Task item:
Check each line of the data below for the string "vanity". Then give the number of lines that have it, without anything else.

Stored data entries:
-- Opening Marker --

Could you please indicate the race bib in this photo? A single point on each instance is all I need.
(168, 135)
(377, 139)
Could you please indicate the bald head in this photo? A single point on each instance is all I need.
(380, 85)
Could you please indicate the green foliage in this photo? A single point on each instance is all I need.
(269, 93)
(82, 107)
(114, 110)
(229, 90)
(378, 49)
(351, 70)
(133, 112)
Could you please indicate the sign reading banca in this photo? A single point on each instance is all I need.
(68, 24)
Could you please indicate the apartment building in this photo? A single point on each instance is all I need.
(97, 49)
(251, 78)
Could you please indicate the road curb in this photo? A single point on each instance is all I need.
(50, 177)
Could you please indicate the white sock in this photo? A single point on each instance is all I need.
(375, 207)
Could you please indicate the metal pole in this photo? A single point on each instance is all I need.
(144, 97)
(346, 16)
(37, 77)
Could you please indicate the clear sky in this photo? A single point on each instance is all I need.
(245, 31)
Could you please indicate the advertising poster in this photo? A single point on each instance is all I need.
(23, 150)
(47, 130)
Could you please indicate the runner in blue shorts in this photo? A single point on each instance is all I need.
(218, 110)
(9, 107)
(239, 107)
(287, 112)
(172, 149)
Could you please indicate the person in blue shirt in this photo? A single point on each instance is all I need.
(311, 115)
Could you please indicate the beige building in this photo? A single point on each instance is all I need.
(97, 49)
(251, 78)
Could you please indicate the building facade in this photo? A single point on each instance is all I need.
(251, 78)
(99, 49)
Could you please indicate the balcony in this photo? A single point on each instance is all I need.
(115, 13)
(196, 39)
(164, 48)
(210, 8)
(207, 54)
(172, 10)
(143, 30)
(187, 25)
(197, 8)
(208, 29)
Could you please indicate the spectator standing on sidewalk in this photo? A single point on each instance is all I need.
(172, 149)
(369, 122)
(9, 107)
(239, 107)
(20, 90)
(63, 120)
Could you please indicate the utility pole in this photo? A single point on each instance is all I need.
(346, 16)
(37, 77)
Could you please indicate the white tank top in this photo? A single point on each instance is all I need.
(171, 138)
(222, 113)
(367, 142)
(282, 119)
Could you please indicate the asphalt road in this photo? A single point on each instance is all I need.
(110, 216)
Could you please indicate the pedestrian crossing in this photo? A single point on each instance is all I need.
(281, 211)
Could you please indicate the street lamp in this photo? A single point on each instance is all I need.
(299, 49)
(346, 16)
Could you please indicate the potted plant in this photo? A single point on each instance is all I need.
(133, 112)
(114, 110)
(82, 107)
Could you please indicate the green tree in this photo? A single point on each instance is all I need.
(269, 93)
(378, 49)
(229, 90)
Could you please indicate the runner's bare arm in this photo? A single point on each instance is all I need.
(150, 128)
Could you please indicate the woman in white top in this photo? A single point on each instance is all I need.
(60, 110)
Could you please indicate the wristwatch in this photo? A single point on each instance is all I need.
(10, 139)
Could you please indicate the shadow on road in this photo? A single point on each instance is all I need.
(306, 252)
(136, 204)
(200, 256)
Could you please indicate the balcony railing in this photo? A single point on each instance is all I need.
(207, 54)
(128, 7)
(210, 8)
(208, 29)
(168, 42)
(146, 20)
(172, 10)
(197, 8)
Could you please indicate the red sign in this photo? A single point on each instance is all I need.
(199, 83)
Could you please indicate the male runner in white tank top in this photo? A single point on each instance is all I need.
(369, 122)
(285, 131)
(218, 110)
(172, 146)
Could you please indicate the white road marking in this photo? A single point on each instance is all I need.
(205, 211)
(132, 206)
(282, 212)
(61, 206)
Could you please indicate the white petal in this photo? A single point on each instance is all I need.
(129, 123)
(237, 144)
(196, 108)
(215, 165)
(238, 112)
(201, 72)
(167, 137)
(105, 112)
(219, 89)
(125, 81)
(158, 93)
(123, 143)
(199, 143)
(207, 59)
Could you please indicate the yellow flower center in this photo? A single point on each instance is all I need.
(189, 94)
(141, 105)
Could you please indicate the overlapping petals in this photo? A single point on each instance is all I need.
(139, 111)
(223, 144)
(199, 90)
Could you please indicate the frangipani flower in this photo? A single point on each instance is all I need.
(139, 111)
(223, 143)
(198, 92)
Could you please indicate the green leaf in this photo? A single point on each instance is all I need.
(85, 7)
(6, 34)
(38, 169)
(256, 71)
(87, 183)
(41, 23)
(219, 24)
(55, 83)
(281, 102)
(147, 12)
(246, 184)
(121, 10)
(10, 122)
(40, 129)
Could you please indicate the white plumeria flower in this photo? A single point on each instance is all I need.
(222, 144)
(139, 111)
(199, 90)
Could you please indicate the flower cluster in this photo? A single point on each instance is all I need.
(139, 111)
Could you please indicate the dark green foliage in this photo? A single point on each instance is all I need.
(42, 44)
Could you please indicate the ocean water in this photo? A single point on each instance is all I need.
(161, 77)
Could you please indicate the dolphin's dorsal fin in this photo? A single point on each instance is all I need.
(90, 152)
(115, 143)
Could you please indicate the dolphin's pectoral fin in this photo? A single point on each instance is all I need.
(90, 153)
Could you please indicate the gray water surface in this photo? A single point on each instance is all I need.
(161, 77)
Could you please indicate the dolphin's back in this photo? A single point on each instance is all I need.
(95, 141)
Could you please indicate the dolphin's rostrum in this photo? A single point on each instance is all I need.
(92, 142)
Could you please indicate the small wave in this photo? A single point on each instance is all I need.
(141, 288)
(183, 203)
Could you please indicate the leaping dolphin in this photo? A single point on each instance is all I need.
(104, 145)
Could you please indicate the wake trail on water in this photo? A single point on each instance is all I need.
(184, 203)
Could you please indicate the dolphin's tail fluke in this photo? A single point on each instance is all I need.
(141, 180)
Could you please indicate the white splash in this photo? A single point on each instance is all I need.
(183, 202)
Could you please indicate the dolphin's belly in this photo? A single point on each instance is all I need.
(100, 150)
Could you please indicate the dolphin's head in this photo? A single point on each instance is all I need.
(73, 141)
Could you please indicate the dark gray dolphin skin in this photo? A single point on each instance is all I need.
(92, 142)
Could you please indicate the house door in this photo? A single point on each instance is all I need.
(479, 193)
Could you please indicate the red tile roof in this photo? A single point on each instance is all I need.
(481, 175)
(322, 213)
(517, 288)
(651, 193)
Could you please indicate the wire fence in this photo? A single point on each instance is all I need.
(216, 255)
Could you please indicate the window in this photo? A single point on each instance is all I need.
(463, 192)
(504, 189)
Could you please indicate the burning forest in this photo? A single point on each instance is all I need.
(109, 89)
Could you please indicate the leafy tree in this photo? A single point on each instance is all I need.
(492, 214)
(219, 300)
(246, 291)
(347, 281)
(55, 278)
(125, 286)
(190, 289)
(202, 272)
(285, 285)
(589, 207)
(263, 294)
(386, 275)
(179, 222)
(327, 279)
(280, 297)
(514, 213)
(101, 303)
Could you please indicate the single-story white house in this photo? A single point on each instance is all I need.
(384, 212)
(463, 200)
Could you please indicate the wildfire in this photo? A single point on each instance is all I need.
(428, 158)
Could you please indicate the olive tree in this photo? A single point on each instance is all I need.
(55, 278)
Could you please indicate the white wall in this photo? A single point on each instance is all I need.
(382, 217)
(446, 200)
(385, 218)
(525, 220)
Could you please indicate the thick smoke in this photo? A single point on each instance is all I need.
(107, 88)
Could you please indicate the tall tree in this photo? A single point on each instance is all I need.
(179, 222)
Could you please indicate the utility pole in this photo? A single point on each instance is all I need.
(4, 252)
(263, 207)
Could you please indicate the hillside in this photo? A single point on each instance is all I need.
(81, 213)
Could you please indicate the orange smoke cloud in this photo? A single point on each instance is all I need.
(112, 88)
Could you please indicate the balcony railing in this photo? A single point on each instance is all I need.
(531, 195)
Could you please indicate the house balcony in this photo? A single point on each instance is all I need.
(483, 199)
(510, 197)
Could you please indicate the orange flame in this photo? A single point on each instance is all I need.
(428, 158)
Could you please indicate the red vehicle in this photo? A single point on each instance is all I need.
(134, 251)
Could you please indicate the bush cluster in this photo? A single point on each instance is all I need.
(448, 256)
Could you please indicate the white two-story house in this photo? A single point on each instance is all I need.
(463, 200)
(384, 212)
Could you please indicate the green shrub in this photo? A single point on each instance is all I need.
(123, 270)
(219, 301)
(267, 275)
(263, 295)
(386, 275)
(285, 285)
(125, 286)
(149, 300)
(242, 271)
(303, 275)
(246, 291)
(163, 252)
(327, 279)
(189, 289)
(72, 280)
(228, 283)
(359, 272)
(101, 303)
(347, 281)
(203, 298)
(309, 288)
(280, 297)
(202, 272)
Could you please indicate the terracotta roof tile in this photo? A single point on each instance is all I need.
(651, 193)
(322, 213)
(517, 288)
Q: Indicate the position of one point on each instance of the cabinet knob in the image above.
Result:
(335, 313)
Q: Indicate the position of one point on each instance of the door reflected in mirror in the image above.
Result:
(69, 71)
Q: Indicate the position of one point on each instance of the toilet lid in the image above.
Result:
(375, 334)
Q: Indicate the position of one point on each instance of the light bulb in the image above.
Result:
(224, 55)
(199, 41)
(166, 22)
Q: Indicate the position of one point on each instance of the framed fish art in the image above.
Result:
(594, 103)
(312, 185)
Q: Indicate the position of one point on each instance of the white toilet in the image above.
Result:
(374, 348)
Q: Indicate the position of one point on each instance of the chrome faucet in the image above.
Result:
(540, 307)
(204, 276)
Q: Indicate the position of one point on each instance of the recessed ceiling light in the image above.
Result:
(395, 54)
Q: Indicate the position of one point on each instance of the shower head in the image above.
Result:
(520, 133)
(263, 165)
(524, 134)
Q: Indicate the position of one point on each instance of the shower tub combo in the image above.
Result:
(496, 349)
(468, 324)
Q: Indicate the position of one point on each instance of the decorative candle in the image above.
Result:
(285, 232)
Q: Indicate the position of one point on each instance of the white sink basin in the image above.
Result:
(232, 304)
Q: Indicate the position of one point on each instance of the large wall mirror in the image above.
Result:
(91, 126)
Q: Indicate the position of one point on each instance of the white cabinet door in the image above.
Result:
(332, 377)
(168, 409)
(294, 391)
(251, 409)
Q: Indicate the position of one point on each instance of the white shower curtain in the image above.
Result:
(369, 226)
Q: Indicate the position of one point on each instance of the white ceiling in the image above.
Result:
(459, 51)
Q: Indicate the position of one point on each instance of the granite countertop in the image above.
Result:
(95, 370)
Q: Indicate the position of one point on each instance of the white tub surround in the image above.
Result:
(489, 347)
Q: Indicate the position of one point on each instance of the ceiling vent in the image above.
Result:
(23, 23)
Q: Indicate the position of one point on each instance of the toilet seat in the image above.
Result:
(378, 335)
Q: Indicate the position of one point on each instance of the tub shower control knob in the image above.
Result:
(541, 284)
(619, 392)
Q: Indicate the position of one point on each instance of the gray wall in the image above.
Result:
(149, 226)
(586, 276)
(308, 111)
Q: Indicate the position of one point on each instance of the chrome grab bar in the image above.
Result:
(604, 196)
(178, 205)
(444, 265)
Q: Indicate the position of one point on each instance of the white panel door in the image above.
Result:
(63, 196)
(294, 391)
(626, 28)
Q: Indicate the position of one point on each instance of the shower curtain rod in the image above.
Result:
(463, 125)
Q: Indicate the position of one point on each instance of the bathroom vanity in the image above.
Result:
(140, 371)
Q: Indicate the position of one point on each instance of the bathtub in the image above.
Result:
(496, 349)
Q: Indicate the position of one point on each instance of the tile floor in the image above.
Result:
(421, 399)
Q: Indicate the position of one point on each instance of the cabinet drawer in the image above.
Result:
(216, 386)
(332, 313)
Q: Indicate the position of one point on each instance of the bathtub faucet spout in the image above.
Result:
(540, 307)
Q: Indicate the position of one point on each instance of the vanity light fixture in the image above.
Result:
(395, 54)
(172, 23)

-- Closing Marker --

Your solution:
2